* EXERCISE AIM *
Gather every line from the rows below that contains the word "wheel".

* DATASET RECORDS *
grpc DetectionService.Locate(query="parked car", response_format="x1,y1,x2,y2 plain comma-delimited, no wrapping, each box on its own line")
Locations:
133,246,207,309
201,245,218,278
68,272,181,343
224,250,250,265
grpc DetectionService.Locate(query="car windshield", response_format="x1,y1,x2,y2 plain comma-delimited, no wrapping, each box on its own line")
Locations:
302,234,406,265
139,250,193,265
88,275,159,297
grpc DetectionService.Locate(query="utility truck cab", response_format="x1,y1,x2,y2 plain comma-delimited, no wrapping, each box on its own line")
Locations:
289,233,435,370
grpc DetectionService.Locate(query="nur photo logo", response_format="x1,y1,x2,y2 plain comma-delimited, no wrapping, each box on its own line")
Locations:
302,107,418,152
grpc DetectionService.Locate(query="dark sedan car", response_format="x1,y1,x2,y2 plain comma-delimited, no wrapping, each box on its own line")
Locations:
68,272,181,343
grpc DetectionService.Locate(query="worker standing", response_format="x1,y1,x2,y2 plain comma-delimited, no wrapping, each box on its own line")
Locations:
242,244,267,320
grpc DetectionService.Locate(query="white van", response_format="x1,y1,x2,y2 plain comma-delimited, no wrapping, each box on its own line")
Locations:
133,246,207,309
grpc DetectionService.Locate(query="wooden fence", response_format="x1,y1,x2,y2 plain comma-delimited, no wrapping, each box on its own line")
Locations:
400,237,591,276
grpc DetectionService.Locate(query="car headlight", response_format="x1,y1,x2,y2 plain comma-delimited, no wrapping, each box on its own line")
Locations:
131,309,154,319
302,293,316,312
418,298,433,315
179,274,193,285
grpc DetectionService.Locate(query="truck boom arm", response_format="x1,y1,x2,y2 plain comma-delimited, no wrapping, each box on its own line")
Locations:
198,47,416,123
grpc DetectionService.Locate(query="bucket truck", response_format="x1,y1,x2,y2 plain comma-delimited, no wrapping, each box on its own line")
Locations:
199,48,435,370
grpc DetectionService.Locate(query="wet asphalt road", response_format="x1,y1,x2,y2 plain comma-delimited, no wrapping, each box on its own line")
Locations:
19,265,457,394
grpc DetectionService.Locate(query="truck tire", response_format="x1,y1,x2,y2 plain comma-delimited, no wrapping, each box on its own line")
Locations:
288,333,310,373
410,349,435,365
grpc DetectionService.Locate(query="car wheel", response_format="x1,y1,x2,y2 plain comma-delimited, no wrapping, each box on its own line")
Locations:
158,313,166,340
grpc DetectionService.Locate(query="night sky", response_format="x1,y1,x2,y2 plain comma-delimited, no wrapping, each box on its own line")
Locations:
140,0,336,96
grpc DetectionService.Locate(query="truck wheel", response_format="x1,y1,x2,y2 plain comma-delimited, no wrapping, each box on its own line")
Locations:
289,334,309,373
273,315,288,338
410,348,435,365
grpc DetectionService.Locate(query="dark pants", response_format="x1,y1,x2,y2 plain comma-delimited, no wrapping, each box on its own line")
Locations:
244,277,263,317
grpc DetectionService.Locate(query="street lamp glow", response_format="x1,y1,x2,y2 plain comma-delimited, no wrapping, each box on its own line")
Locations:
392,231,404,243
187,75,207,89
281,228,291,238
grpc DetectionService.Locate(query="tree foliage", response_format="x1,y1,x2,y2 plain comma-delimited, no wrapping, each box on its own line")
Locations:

* EXPECTED ANSWER *
grpc DetectionService.Locate(query="car wheel", response_format="x1,y1,x2,y2 plain comma-delimited, no wrapping, each box on its own line")
grpc DetectionService.Locate(query="truck wheel", response_format="x1,y1,x2,y2 plain comma-delimited, no wrapping, each box on its own line")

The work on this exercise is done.